Begin

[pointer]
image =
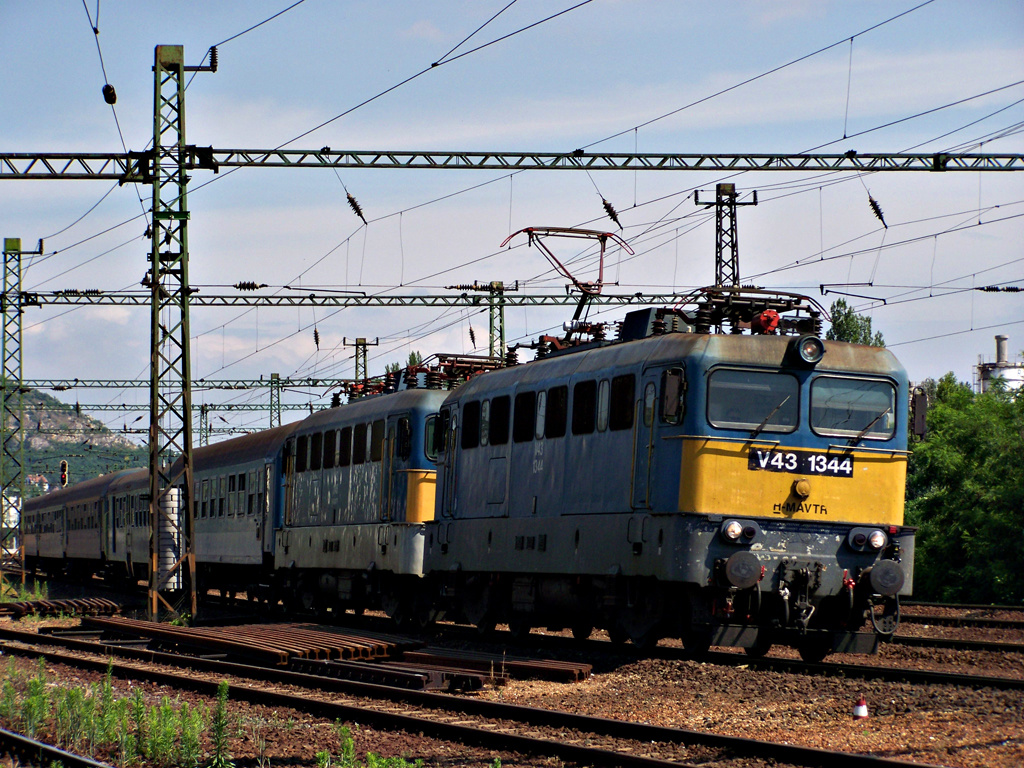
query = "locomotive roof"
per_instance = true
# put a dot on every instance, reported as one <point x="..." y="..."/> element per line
<point x="706" y="349"/>
<point x="80" y="492"/>
<point x="372" y="408"/>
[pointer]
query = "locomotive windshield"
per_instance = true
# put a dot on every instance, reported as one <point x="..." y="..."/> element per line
<point x="848" y="408"/>
<point x="753" y="400"/>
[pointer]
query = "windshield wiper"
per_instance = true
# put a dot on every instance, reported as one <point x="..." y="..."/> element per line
<point x="774" y="411"/>
<point x="860" y="435"/>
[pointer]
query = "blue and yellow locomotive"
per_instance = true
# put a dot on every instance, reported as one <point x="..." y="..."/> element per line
<point x="726" y="488"/>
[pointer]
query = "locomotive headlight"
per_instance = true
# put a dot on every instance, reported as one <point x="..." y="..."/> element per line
<point x="810" y="349"/>
<point x="732" y="530"/>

End

*TASK TO COMPLETE*. Can you format every line of the rows above as a Markdown table with a "No." column and a "Line" column? Drop any blank lines and leave the pictures out.

*SOLUTION BELOW*.
| No. | Line |
|---|---|
| 1 | [pointer] |
| 2 | image = |
| 3 | query = "locomotive roof" |
| 4 | per_instance = true |
| 5 | # put a dot on every instance, reported as one <point x="..." y="..."/> element per line |
| 6 | <point x="706" y="349"/> |
| 7 | <point x="80" y="492"/> |
| 8 | <point x="372" y="408"/> |
| 9 | [pointer] |
| 10 | query = "locomotive windshield" |
| 11 | per_instance = true |
| 12 | # put a dot on every instance, reported as one <point x="..." y="..."/> element per line |
| 13 | <point x="848" y="408"/> |
| 14 | <point x="753" y="400"/> |
| 15 | [pointer] |
| 16 | query = "windshield wiper" |
| 17 | per_instance = true |
| 18 | # put a dot on every instance, reported as one <point x="..." y="..."/> element per line |
| 19 | <point x="774" y="411"/> |
| 20 | <point x="860" y="435"/> |
| 21 | [pointer] |
| 22 | query = "blue and yellow locomotive" |
| 23 | per_instance = true |
| 24 | # put a dot on every instance, reported as one <point x="..." y="..."/> element per line |
| 25 | <point x="726" y="488"/> |
| 26 | [pointer] |
| 27 | query = "locomotive headlight" |
| 28 | per_instance = true |
| 29 | # put a dot on every instance, reported as one <point x="..." y="..."/> element per line |
| 30 | <point x="810" y="349"/> |
| 31 | <point x="732" y="530"/> |